O pedido: Prossiga o texto sobre o Papai Noel e o Presépio no Natal brasileiro, começando logo após a última frase apresentada.

Excerto:
Talvez a questão resida, de novo, no Papai Noel, um ícone de mentira, que sabemos ser de mentira, e que, por isso mesmo, não passa de um ícone. Na verdade, o personagem não tem nada de religioso: ele atravessa os ares com seu trenó, deixa presentes às crianças, mas não reivindica qualquer ligação com o além. Não é o Cristo da Manjedoura que o envia. Quando muito, talvez, sugira, pelas cores, a Coca-Cola: foi com o refrigerante que o Papai Noel apareceu na forma que tem hoje. O mais é a mistura: os sinos tocam em Belém “para o nosso bem”, etc e tal – mas os personagens da Manjedoura parecem resolutamente secundários, coadjuvantes quase. E para os chamados “crentes” – que na atualidade constituem mais de um terço dos religiosos do país- o Presépio sequer existe. Assim também nas representações públicas. No máximo, temos a parafernália das luzes que se enrolam nas árvores, ou que despencam dos edifícios como um espetáculo feérico – mas que parece ter mais a ver com o neon da publicidade do que com as cenas consagradas pela tradição – aquela que se estreita numa gruta, com o Menino, a Virgem, os pastores vindos ao longe – anjos luminosos, uma estrela guia, e as músicas ressoando desde a estratosfera.

Extrato dos dados:
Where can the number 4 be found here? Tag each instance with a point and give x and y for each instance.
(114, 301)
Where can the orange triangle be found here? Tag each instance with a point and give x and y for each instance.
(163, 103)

Resposta do exercício:
Quando Nietszche disse que Deus estava morto, a reação alcançou todos os setores das religiões; a grita geral atingiu vários níveis e o próprio Nietszche foi anatemizado. Sua constatação, de que as religiões perdiam seus elos com a totalidade dos homens, a começar pela sua posição no Estado, nunca foi contestada pelos fatos. E o alarido que se seguiu a sua conclusão, fez muita gente contabilizar, não só os milagre – como os de Fátima, de Lourdes e outros -, mas todo um elenco de fatos extraordinários, os quais, entretanto, nem de longe parece terem tido o condão de ressuscitar Deus.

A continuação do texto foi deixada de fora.